__Text segment__:

--- start ---

Efficiently accessing arbitrarily deep dictionaries

Question

Suppose I have a multi-level dictionary like this

mydict = {
    'first': {
        'second': {
            'third': {
                'fourth': 'the end'
             }
         }
     }
}

I'd like to access it like this

test = get_entry(mydict, 'first.second.third.fourth')

What I have so far is

def get_entry(dict, keyspec):
    keys = keyspec.split('.')

    result = dict[keys[0]]
    for key in keys[1:]:
       result = dict[key]

    return result

Are there more efficient ways to do it? According to %timeit the runtime of the function is 1.26us, while accessing the dictionary the standard way like this

foo = mydict['first']['second']['third']['fourth']

takes 541ns. I'm looking for ways to trim it to 800ns range if possible.

Thanks

Are all your intermediary dictionaries of length one? If they are, you can use a tuple key fairly efficiently. — jpp
– jpp, Commented Apr 20, 2018 at 16:29
@theausome - that answer "...doesn't seem to work on nested dicts." — JacobIRR
– JacobIRR, Commented Apr 20, 2018 at 16:37
You have to make a few trade-offs if you want to boost performance. What is more likely to change more often - the dictionary you're traversing or the dot notation string you use to traverse? If both are frequently changing and of the same importance you're not going to get much faster than presented in @tdelaney solution. — zwer
– zwer, Commented Apr 25, 2018 at 15:46

tdelaney · Accepted Answer · 2018-04-20 17:42:02Z

13

I got a 20% performance boost by tightening up the code a bit but a whopping 400% increase by using a cache for split strings. That only makes a difference if you use the same spec multiple times. Here are sample implementations and a profile script to test.

--- end ---

__Dataset extract__:
--- start ---

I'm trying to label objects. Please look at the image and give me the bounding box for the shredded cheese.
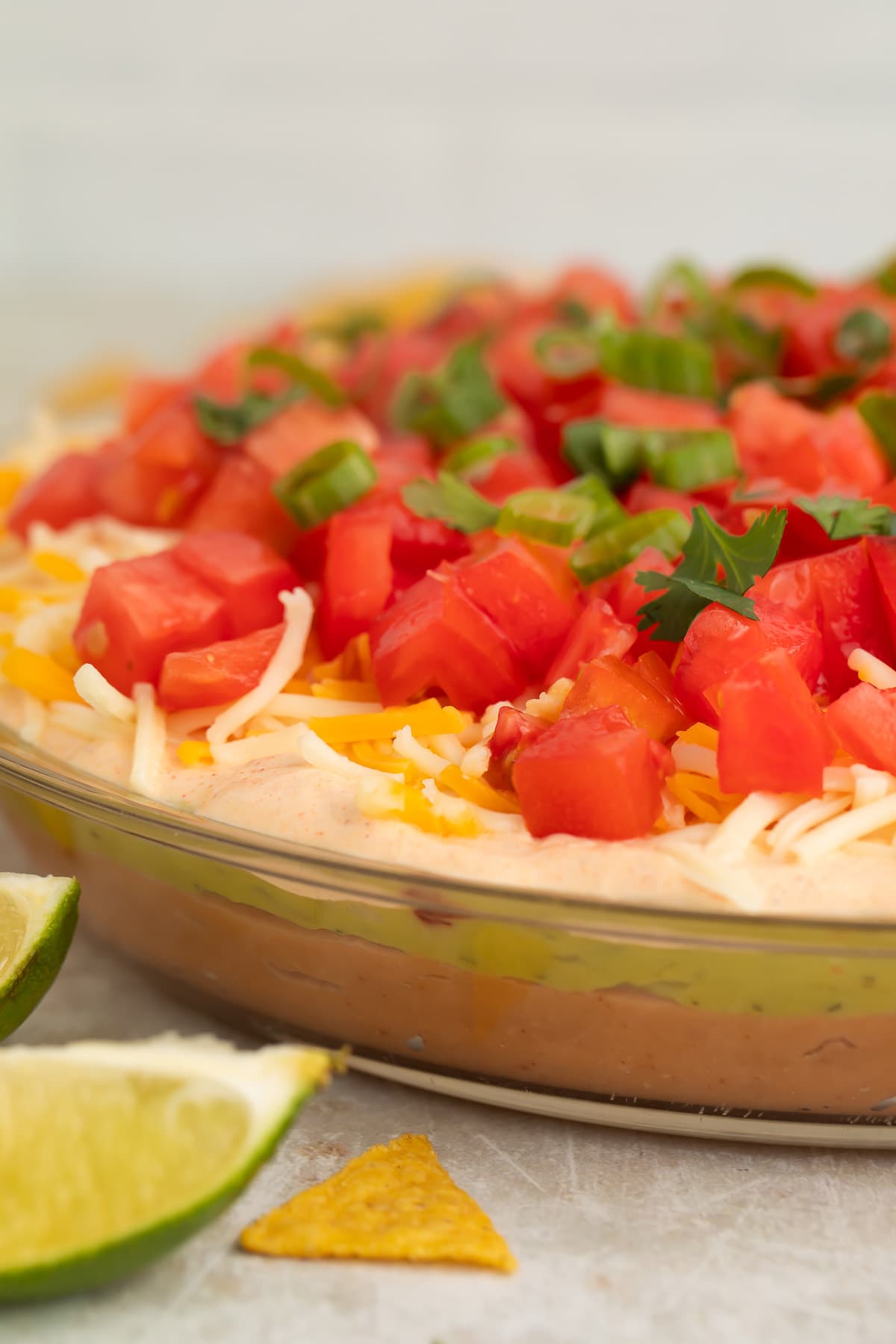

--- end ---

__Written instruction 1__:
In the nested-dictionary thread, why does the accepted answer say its cache for split strings might not help? Answer in one to three sentences.
__Written instruction 2__:
Please list every key that appears in the dictionary mydict defined in the nested-dictionary thread.
__Written instruction 3__:
Reproduce the nested-dictionary thread from "return result" up to and including "range if possible.".

__Correct result 1__:
The cache for split strings only makes a difference if the same spec is used multiple times. When each key string is different, nothing is reused from the cache.

__Correct result 2__:
'first', 'second', 'third', 'fourth'

__Correct result 3__:
return result

Are there more efficient ways to do it? According to %timeit the runtime of the function is 1.26us, while accessing the dictionary the standard way like this

foo = mydict['first']['second']['third']['fourth']

takes 541ns. I'm looking for ways to trim it to 800ns range if possible.